WHAT IS NEEDED: Go to the line below containing "In this photo, where can the ocean" and print exactly from there through the line containing "Target: sandy beach", both included. Print nothing else.

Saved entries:
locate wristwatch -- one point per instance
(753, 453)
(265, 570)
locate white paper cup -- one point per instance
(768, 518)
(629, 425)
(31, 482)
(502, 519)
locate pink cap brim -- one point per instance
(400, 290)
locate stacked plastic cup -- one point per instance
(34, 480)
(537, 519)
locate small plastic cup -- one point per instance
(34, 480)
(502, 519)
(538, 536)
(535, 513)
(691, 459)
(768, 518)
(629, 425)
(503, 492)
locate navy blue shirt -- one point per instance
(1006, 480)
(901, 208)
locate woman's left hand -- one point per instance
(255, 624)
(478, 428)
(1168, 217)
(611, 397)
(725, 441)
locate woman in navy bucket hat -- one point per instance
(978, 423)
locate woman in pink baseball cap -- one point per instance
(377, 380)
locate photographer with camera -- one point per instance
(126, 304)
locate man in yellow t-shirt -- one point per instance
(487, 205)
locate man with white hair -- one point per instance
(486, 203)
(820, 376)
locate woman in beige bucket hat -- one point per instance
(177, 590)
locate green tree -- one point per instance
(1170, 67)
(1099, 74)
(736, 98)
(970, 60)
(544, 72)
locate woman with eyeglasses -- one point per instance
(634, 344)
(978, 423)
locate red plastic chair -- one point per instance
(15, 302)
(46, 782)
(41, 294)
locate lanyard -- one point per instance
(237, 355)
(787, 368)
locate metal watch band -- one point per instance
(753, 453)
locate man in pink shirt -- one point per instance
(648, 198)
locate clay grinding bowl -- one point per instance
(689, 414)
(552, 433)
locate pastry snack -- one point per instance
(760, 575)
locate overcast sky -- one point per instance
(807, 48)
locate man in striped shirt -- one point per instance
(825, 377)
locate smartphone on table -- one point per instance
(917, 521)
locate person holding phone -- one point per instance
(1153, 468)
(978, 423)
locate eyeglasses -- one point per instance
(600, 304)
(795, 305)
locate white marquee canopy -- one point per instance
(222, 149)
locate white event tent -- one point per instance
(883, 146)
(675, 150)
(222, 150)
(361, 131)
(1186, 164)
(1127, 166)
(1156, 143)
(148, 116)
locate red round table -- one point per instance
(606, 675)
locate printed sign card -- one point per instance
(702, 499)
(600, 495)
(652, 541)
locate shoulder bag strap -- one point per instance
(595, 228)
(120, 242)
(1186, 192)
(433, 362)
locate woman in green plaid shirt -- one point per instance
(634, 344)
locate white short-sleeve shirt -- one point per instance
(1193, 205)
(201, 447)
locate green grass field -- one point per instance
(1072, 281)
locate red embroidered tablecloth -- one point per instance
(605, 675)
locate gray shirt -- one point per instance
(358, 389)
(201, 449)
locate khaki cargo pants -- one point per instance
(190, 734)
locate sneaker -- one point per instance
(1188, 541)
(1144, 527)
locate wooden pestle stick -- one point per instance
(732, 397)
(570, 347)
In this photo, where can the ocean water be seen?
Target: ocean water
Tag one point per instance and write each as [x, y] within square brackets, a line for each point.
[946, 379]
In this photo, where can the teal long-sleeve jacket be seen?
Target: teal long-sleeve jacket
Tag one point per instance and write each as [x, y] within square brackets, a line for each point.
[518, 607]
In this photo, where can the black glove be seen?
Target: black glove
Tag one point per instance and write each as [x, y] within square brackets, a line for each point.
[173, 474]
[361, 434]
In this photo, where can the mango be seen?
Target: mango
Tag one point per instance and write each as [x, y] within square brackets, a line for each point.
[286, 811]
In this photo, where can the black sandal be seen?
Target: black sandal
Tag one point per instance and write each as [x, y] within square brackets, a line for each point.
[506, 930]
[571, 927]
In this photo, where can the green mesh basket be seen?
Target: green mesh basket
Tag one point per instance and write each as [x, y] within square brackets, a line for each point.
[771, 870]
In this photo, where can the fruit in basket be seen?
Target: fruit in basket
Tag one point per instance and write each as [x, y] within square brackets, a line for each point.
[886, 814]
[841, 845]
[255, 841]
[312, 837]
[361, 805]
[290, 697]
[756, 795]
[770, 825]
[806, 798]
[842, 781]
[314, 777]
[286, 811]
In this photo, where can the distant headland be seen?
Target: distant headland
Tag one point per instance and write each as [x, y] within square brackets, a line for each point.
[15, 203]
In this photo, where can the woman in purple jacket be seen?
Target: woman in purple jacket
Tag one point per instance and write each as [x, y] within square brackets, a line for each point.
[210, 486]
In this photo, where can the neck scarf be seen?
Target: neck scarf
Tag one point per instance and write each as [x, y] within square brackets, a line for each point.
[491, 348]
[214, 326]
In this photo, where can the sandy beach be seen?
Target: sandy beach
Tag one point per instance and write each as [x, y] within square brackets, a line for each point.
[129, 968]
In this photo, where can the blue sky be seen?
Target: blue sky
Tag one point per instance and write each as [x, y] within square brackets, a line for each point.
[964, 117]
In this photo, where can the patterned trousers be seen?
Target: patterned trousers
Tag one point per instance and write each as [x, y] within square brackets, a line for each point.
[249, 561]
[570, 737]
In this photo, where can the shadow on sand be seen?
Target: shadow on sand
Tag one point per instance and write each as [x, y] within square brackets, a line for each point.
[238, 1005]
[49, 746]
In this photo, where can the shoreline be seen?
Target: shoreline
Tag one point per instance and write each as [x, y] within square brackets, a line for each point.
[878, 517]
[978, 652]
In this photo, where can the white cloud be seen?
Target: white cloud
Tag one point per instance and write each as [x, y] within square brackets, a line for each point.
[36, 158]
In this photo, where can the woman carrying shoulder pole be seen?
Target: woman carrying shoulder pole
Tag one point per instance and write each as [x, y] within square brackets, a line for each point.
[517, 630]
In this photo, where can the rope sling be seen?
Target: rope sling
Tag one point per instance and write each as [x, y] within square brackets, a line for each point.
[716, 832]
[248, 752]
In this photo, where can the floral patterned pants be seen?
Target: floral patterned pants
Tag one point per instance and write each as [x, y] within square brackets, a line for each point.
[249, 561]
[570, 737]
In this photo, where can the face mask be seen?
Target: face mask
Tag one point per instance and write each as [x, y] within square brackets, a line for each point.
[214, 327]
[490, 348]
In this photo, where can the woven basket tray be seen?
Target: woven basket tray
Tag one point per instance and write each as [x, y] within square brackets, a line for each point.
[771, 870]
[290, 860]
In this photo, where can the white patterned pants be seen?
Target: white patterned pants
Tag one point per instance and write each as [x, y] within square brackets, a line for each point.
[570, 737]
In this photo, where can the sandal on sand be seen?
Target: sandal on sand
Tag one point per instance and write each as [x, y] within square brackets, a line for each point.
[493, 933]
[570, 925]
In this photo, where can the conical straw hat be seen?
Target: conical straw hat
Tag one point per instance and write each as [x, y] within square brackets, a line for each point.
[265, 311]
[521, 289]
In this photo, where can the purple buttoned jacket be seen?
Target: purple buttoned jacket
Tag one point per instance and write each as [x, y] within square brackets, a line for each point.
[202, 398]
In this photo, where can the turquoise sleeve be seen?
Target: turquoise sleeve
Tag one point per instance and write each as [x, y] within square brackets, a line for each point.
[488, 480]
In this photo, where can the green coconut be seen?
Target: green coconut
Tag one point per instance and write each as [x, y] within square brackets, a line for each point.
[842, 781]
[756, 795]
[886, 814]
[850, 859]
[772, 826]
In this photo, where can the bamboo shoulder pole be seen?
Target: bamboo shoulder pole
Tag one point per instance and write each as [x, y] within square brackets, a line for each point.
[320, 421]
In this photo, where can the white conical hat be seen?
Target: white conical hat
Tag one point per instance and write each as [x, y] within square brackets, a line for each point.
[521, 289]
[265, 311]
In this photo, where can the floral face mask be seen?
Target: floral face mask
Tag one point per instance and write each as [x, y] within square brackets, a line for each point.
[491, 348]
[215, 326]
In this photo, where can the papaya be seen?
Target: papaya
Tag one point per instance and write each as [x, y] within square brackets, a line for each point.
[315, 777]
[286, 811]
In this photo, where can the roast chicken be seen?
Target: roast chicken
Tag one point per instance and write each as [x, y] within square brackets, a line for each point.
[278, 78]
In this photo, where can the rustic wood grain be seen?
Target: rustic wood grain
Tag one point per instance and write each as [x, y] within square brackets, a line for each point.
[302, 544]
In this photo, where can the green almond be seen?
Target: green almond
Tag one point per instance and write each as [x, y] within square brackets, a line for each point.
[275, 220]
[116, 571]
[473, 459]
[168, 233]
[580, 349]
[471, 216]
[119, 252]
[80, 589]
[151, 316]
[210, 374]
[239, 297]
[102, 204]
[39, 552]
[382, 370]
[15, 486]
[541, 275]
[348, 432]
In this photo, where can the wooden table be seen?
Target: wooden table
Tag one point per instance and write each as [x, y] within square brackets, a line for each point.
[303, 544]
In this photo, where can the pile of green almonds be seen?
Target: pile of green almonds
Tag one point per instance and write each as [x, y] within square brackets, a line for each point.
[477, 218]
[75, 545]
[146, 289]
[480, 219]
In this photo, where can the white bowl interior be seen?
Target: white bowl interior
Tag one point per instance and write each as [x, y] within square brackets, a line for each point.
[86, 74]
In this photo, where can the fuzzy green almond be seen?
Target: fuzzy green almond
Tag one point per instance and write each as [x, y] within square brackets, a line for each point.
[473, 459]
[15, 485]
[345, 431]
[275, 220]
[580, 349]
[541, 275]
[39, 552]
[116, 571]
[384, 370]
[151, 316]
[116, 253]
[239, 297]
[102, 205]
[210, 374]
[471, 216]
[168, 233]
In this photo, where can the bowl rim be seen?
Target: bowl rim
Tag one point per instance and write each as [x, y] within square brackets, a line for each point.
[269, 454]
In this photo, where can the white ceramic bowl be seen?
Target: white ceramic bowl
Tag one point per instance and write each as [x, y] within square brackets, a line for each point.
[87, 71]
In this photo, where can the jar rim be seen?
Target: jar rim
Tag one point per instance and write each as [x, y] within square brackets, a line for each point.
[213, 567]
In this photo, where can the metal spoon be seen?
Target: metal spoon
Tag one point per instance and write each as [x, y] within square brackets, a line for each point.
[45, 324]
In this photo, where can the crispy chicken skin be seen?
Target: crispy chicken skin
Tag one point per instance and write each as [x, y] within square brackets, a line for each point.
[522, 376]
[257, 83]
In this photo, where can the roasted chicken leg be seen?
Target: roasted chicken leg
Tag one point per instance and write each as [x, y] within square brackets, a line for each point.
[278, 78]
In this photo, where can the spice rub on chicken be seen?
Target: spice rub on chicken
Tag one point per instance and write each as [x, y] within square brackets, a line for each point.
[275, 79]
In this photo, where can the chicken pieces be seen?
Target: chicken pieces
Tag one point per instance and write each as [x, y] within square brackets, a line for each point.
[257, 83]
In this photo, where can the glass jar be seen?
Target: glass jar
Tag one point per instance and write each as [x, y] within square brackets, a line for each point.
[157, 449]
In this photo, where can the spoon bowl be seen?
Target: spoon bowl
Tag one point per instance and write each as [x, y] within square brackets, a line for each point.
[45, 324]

FINISHED TASK:
In this photo, where can the ocean water be seen?
Target: ocean water
Tag one point per instance and write each as [x, y] within square brackets, a line for each point.
[946, 379]
In this photo, where can the teal long-sleeve jacket be seen?
Target: teal long-sleeve jacket
Tag one point per instance and write each as [x, y] within square brackets, a line for each point.
[518, 607]
In this photo, where can the black glove be seen?
Target: black glove
Tag one point per instance and write each as [x, y] within square brackets, a line for each point.
[173, 474]
[361, 434]
In this photo, where can the mango be seen?
Target: mango
Tag one point per instance and write each as [x, y] within square brackets, a line for each point.
[286, 811]
In this photo, where can the black sandal be seen?
Target: black sandal
Tag one point per instance and write each as [x, y] within square brackets, a line for each point.
[506, 930]
[571, 927]
In this photo, where can the green mesh basket be seen?
Target: green mesh basket
Tag one point per instance and write each as [x, y] within square brackets, a line for each point.
[771, 870]
In this photo, where can the fruit in basket be seen?
Target: fruit in basket
Tag one point per instance and write each as [x, y] within square brackets, a line for each point.
[886, 814]
[841, 845]
[255, 841]
[312, 837]
[361, 805]
[290, 697]
[756, 795]
[770, 825]
[806, 798]
[842, 781]
[314, 777]
[286, 811]
In this photo, where can the distant headland be seen?
Target: distant headland
Tag one point per instance and write each as [x, y] within square brackets, a line for each point.
[15, 203]
In this photo, where can the woman in purple jacket be seen?
Target: woman in purple jacket
Tag one point per instance and write each as [x, y] within square brackets, a line for each point.
[210, 486]
In this photo, where can the neck scarf be seen?
Target: neck scarf
Tag one point per instance and write each as [x, y] within square brackets, a line for each point.
[491, 348]
[214, 326]
In this photo, where can the sandy beach be seen?
Target: sandy beach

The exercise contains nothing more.